(PROBLEM TO SOLVE):
Please rewrite only the records below from the line containing "the white paper" through the end of the records, inclusive, as a numbered list with blank lines omitted.

(Source records):
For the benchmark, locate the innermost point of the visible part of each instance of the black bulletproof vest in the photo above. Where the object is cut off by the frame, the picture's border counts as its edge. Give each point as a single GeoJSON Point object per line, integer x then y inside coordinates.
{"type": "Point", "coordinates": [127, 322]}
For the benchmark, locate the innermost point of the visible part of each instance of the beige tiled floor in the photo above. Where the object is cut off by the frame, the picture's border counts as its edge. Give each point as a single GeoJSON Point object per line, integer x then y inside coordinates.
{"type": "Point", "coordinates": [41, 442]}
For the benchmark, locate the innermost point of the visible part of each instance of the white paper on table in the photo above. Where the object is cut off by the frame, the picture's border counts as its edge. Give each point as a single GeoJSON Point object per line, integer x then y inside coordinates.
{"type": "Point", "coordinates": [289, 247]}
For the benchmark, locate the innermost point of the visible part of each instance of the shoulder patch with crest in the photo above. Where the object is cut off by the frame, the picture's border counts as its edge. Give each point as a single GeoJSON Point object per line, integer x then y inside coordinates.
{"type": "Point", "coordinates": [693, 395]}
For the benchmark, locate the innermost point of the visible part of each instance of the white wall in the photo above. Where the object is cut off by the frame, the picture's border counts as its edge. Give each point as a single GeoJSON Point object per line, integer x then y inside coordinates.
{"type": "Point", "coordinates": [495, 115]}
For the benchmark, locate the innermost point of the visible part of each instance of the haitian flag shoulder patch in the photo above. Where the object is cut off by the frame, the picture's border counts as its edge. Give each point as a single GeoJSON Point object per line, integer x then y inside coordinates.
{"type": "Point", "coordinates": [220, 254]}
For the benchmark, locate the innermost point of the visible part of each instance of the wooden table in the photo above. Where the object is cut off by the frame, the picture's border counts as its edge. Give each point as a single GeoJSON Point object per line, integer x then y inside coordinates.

(SOLVED EXERCISE):
1. For the benchmark, locate the innermost point of the visible part of each instance of the white paper on table in the photo above. Where the object is cut off by the frame, the picture's border counts as its edge. Give each point as a single GeoJSON Point object per line, integer x then y inside coordinates.
2. {"type": "Point", "coordinates": [289, 247]}
3. For the benchmark, locate the innermost point of the visible part of each instance of the shoulder patch with crest in the photo above. Where the object is cut off by the frame, the picture's border counts as its edge. Give each point as a single GeoJSON Point object per line, integer x then y inside coordinates.
4. {"type": "Point", "coordinates": [693, 395]}
5. For the benchmark, locate the innermost point of the visible part of each instance of the white wall in the photo above. Where the object is cut off by the frame, the picture's border counts as its edge. Give each point as a single GeoJSON Point object per line, integer x then y inside coordinates.
6. {"type": "Point", "coordinates": [495, 115]}
7. For the benchmark, locate the innermost point of the visible part of each instance of the haitian flag shoulder patch in the photo above. Where the object is cut off by the frame, the picture's border counts as its edge. Give each point as a single GeoJSON Point object per line, integer x then y inside coordinates.
8. {"type": "Point", "coordinates": [220, 254]}
9. For the benchmark, locate the innermost point of the visible part of each instance of the wooden table in the photo above. Where the object is cut off by the frame, the picture's border counts as its edge. Give each point as a single GeoJSON Point object per line, integer x then y inside coordinates.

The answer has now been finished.